---------- Dataset rows ----------

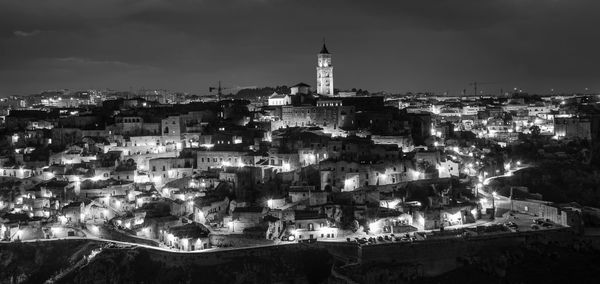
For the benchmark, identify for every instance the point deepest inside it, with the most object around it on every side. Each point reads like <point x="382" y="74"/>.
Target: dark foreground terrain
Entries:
<point x="80" y="261"/>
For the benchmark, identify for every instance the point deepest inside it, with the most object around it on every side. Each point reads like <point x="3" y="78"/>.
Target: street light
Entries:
<point x="493" y="206"/>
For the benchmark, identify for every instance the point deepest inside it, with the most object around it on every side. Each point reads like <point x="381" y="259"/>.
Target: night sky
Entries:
<point x="395" y="46"/>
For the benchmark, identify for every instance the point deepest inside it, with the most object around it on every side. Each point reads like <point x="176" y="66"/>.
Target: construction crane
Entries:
<point x="219" y="90"/>
<point x="475" y="84"/>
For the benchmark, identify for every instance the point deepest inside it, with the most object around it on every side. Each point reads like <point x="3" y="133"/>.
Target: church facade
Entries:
<point x="324" y="73"/>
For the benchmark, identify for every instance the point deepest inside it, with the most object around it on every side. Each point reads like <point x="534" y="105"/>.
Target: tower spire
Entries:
<point x="324" y="48"/>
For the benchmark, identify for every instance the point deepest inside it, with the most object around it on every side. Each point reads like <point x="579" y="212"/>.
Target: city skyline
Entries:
<point x="435" y="46"/>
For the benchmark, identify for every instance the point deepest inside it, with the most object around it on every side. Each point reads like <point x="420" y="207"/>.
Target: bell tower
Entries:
<point x="324" y="72"/>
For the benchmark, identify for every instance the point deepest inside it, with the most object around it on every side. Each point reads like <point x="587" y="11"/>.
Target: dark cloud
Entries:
<point x="388" y="45"/>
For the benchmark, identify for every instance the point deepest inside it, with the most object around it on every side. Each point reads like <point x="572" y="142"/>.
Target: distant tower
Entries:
<point x="324" y="73"/>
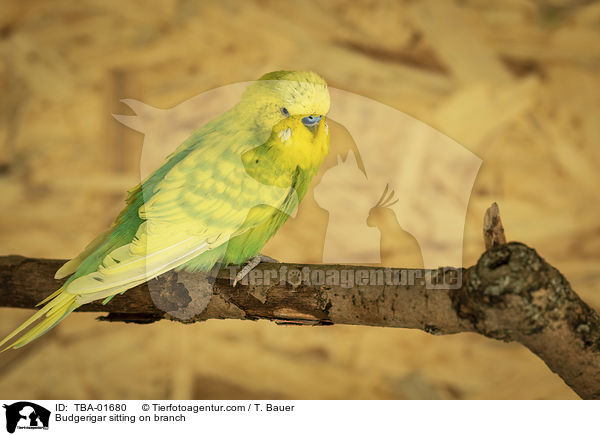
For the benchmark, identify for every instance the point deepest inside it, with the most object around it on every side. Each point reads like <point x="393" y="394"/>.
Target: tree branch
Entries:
<point x="511" y="294"/>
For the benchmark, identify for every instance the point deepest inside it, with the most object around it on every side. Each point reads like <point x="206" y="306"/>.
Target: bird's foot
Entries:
<point x="250" y="265"/>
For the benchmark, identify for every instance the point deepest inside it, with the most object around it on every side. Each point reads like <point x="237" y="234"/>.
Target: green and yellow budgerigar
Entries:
<point x="217" y="199"/>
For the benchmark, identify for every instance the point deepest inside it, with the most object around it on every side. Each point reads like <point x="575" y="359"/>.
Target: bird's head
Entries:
<point x="288" y="97"/>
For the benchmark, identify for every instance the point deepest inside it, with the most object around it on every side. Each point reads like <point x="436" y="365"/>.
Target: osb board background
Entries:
<point x="516" y="82"/>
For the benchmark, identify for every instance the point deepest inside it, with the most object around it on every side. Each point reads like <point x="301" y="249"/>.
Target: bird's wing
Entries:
<point x="200" y="204"/>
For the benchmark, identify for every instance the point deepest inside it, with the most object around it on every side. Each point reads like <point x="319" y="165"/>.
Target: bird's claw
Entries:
<point x="252" y="263"/>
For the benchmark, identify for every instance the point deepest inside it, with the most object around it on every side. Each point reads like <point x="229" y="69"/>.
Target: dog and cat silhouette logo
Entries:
<point x="26" y="415"/>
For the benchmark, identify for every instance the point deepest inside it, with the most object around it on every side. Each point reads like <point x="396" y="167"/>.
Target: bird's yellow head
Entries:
<point x="283" y="96"/>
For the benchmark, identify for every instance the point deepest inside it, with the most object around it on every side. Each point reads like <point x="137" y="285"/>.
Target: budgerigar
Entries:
<point x="217" y="199"/>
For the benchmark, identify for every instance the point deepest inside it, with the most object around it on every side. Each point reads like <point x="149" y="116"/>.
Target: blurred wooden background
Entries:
<point x="516" y="82"/>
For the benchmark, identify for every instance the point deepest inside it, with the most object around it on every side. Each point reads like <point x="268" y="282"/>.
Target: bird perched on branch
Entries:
<point x="216" y="200"/>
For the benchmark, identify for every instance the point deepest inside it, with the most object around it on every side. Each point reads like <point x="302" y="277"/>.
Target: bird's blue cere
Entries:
<point x="311" y="120"/>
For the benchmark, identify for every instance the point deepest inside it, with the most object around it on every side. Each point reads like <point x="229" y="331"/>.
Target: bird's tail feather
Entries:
<point x="58" y="305"/>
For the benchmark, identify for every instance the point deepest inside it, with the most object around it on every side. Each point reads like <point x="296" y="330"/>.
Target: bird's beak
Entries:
<point x="312" y="122"/>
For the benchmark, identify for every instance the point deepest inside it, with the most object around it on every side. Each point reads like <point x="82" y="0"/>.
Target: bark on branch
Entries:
<point x="511" y="294"/>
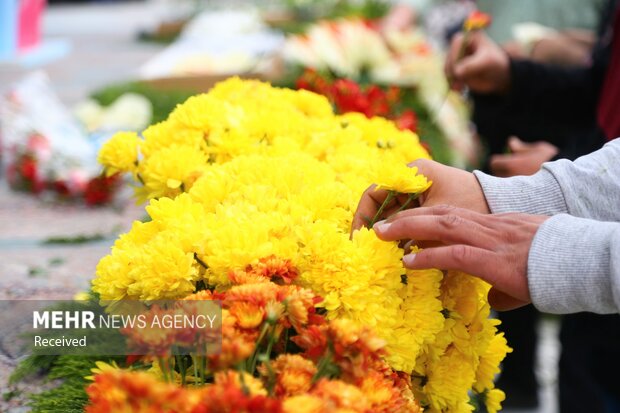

----------

* _Prompt_
How many lines of the records above contain the string "yellow"? Case matters; reply with the number alone.

* _Expected output_
2